**SELECTION**:
It is planned in PostgreSQL 9.2 to have support for cascading replication, which is the ability to add slaves under other slaves. In 9.2, slave-slave connections are only asynchronous.

This feature has been introduced by this commit.
commit 5286105800c7d5902f98f32e11b209c471c0c69c
Author: Simon Riggs
Date: Tue Jul 19 03:40:03 2011 +0100
 
Cascading replication feature for streaming log-based replication.
Standby servers can now have WALSender processes, which can work with
either WALReceiver or archive_commands to pass data. Fully updated
docs, including new conceptual terms of sending server, upstream and
downstream servers. WALSenders terminated when promote to master.
 
Fujii Masao, review, rework and doc rewrite by Simon Riggs

So let’s try to use it with the following configuration.

Cascading replication graph

Data files of master, slaves and archive folder are located in $HOME/bin/postgres.
You need to checkout the master branch of PostgreSQL GIT to try this feature.

The settings are pretty similar to what you can find here.
However, you have to take care of the following settings in postgresql.conf:

  • Master
    wal_level = hot_standby
    archive_mode = on
    archive_command = 'cp -i %p $HOME/bin/postgres/archive/%f'
    max_wal_senders = 10
  • Slave 1
    hot_standby = on
    port = 15432
  • Slave 2
    hot_standby = on
    port = 15433
  • Slave 1-1
    hot_standby = on
    port = 25432
  • Slave 1-2
    hot_standby = on
    port = 25433

You can setup slave1, and slave2 as synchronously with master by using synchronous_standby_names in postgresql.conf of master.
This is set a little bit later after initializing the master backup.

**Collected data**:
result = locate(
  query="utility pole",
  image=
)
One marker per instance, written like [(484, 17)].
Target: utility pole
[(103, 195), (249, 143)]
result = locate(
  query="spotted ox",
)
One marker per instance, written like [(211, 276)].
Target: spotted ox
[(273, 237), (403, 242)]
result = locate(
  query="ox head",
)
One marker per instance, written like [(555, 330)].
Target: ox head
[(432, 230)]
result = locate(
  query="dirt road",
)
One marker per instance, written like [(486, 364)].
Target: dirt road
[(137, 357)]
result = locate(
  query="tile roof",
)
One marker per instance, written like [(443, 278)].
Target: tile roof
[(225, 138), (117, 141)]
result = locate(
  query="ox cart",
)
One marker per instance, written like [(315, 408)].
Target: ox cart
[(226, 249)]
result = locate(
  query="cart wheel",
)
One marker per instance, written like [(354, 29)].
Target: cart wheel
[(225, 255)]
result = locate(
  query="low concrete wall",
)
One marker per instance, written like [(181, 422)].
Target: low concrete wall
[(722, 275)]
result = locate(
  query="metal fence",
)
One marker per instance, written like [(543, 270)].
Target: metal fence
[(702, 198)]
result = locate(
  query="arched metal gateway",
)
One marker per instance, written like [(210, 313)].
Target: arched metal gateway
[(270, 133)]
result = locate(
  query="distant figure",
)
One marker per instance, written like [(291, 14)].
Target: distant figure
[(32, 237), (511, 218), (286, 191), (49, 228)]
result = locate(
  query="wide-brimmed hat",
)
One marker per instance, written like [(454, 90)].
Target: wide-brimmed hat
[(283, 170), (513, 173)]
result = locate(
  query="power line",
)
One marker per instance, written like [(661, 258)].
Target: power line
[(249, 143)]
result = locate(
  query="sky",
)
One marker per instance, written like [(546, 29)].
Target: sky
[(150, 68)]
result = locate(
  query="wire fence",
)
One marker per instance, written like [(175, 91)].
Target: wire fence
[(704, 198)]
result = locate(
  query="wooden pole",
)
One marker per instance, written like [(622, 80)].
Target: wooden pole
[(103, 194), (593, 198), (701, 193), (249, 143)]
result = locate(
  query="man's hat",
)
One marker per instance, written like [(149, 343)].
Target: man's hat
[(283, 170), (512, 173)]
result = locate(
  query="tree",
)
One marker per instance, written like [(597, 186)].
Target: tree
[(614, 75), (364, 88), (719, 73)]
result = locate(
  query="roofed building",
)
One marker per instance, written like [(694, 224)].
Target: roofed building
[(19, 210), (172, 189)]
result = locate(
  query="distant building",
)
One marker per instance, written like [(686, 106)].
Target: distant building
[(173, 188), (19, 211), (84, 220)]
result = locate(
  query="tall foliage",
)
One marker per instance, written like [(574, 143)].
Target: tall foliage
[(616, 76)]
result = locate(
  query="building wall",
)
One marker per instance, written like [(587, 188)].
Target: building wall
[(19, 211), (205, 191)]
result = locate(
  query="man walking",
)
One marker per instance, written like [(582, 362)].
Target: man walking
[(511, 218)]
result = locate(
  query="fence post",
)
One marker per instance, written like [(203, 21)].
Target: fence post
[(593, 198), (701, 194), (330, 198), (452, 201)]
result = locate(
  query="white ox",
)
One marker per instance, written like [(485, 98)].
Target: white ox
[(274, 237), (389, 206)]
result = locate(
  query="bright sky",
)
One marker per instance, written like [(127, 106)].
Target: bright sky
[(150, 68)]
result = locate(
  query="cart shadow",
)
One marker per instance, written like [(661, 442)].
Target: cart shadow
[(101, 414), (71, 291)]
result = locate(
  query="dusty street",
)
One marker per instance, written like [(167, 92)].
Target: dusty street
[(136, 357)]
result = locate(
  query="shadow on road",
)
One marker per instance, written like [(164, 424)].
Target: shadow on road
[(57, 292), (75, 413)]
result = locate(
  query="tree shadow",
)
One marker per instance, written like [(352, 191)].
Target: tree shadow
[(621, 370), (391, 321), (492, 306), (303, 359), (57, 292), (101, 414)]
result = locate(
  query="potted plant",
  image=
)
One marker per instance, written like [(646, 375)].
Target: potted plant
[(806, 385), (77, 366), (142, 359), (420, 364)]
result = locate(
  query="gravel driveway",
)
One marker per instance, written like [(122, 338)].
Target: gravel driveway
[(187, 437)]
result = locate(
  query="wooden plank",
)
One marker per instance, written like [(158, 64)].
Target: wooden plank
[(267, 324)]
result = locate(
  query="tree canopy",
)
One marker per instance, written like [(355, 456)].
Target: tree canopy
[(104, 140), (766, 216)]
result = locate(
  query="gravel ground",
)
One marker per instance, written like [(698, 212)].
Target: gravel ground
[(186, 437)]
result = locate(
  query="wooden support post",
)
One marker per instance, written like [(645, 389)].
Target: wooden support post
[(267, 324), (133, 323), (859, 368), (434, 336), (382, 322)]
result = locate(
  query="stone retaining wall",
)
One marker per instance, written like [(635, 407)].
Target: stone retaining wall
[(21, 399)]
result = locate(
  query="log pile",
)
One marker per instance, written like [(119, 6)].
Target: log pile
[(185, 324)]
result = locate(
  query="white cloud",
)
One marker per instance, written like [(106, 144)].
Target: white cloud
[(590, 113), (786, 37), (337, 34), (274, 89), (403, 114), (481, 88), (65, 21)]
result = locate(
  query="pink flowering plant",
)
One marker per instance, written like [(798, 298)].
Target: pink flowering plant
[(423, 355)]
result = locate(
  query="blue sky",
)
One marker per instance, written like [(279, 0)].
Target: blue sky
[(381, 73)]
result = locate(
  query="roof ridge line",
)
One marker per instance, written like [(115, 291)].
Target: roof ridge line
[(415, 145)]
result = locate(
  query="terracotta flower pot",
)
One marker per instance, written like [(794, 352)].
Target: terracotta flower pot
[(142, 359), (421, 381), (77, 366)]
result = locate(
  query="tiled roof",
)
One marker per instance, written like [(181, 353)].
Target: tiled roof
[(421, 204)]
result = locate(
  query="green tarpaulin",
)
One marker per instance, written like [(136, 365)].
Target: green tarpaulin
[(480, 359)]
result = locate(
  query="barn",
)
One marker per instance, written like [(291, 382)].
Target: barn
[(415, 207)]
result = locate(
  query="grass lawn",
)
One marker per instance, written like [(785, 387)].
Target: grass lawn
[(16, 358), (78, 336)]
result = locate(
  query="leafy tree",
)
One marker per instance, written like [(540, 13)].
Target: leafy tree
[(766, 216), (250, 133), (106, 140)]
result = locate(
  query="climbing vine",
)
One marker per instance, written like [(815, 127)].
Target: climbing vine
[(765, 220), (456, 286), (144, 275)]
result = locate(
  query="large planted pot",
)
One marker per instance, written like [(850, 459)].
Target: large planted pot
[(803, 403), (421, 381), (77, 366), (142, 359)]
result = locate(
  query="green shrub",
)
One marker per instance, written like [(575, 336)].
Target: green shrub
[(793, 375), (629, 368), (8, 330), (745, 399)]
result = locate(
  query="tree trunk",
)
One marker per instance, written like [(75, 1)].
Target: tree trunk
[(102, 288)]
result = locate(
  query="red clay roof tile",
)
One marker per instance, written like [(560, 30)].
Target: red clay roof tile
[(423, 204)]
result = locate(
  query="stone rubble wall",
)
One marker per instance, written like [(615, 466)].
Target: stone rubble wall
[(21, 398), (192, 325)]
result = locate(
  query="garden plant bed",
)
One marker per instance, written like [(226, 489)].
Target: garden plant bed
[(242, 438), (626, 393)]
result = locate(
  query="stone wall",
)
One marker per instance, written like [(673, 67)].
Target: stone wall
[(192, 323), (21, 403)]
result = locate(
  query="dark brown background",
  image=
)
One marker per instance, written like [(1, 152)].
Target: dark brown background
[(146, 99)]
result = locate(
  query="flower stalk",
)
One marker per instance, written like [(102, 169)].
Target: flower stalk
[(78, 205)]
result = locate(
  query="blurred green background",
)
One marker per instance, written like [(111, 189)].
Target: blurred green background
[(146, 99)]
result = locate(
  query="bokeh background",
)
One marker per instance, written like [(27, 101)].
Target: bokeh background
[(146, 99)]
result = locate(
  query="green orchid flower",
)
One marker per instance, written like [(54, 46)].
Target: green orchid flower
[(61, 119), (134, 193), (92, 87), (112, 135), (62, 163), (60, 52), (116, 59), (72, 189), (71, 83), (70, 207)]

**JOB 1**: For each statement about the text on cascading replication, answer yes or no and quote the words from it that decide the matter: (a) In 9.2, connections between slaves are synchronous. (b) Slave 2 is set to port 15433. (c) The commit that introduced the feature lists Simon Riggs as its author.
**JOB 2**: Please quote the text on cascading replication word for word, beginning at the words "This feature has" and stopping after the words "promote to master.".

**WRITTEN RESPONSE 1**:
(a) No: "In 9.2, slave-slave connections are only asynchronous."
(b) Yes: "port = 15433"
(c) Yes: "Author: Simon Riggs"

**WRITTEN RESPONSE 2**:
This feature has been introduced by this commit.
commit 5286105800c7d5902f98f32e11b209c471c0c69c
Author: Simon Riggs
Date: Tue Jul 19 03:40:03 2011 +0100
 
Cascading replication feature for streaming log-based replication.
Standby servers can now have WALSender processes, which can work with
either WALReceiver or archive_commands to pass data. Fully updated
docs, including new conceptual terms of sending server, upstream and
downstream servers. WALSenders terminated when promote to master.